#### [Instruction]
Write out each of the entries below word for word, leaving out the pictures.

####

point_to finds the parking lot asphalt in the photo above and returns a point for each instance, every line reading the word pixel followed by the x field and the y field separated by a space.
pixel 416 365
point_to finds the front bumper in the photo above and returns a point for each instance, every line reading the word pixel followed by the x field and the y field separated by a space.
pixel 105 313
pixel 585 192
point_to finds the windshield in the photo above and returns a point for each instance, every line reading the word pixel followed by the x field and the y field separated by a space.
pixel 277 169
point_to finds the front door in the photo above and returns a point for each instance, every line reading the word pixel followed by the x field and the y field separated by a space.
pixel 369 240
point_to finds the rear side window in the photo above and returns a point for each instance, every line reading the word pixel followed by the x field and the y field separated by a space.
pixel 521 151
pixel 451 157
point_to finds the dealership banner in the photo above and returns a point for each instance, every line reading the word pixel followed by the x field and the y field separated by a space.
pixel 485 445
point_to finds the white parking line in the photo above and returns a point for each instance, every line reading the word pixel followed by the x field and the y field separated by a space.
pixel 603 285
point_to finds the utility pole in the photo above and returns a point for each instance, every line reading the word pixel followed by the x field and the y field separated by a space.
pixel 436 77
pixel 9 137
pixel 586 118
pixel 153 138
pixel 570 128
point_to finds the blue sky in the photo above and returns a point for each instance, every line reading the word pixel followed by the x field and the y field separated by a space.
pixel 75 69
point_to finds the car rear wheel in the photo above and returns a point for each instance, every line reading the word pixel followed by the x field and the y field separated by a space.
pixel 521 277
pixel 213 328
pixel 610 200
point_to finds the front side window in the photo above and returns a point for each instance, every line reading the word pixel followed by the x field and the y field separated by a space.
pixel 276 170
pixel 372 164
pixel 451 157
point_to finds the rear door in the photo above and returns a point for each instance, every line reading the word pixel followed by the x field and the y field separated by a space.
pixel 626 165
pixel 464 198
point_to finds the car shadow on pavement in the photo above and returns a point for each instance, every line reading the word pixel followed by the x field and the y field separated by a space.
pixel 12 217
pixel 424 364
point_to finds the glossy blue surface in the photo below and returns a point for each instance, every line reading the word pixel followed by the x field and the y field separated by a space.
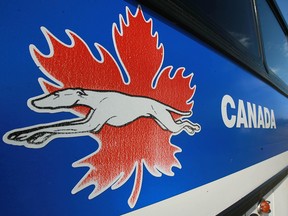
pixel 39 181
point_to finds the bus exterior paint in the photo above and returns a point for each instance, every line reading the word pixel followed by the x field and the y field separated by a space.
pixel 240 143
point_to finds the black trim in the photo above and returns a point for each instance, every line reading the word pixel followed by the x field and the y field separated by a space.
pixel 247 202
pixel 187 19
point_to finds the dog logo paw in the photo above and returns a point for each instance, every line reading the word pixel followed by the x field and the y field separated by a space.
pixel 132 109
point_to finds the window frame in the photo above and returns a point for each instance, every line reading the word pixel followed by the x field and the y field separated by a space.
pixel 193 24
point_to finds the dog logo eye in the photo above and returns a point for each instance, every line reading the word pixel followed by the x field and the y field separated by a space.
pixel 131 107
pixel 56 95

####

#### [Result]
point_to finds the parking lot asphalt in the photo above and returns a point for each instance, every line reading the word pixel followed by the x field and the y field separated by a space.
pixel 416 365
point_to finds the front bumper in the photo above and returns a point for each instance, every line reading the word pixel followed by the x field and the y field separated by a space.
pixel 105 313
pixel 585 192
point_to finds the windshield in the photo above and returns a point for each instance, every line reading the word pixel followed by the x field and the y field separated by a space.
pixel 277 169
point_to finds the front door in the photo above and returns a point for each instance, every line reading the word pixel followed by the x field and the y field separated by a space.
pixel 369 240
point_to finds the rear side window in the photo above and returns a point for each instance, every line reading the word pixel followed by the x field and the y field separated by a space.
pixel 521 151
pixel 451 157
point_to finds the dealership banner in the photo above and returns a point for each instance, every line reading the word pixel followed by the x field and the y field separated by a space.
pixel 485 445
point_to finds the white parking line in the photo above and returns a point for each instance, every line reading the word pixel followed by the x field and the y field separated by a space.
pixel 603 285
point_to finds the utility pole in the photo above and returns a point for each instance, every line reading the word pixel followed by the x field and the y field separated by a space.
pixel 436 77
pixel 9 137
pixel 586 118
pixel 153 138
pixel 570 128
point_to finds the blue sky in the photo above and returns a point for each instance, every line reading the word pixel followed by the x field and the y field separated by a space.
pixel 75 69
point_to finds the car rear wheel in the photo above and returns a point for each instance, every line reading the word pixel followed by the x field and the y field separated by a space.
pixel 521 277
pixel 213 328
pixel 610 200
point_to finds the front side window in the photo above and returns a point for each instance, every line reading the word pixel followed by the x field and the y field separated by a space.
pixel 276 170
pixel 372 164
pixel 451 157
point_to finds the rear door in the photo above and returns a point for each instance, every line reading the word pixel followed by the x field and the y field separated by a space.
pixel 626 165
pixel 464 198
point_to finds the car shadow on pavement in the photo above and returns a point for each instance, every line reading the word pixel followed by the x field and the y field separated by a space.
pixel 12 217
pixel 424 364
point_to finds the glossy blue surface in the photo below and returns a point for each instance, every line reading the word pixel followed by the x field and the y field separated by a space.
pixel 39 181
point_to finds the bus exterior paint in the photo above and returns a point for each instance, every line reading the word pixel followed by the x field and the y field separated by a space.
pixel 240 143
point_to finds the black trim in the photo above and returns a point for each instance, every line reading the word pixel followed by the x field and the y field separated by a space.
pixel 247 202
pixel 187 19
point_to finds the dog logo paw in the photo above and returns a point for each instance, every line reading the word pixel followed by the x field and the y field separated by a space.
pixel 132 109
point_to finds the window frame in the photo above and returns a point for each instance, every line reading the word pixel followed by the x field and the y field separated by a space.
pixel 193 24
point_to finds the dog logo eye in the photo above and returns a point for each instance, every line reading the word pixel followed by the x field and the y field separated by a space.
pixel 131 107
pixel 56 95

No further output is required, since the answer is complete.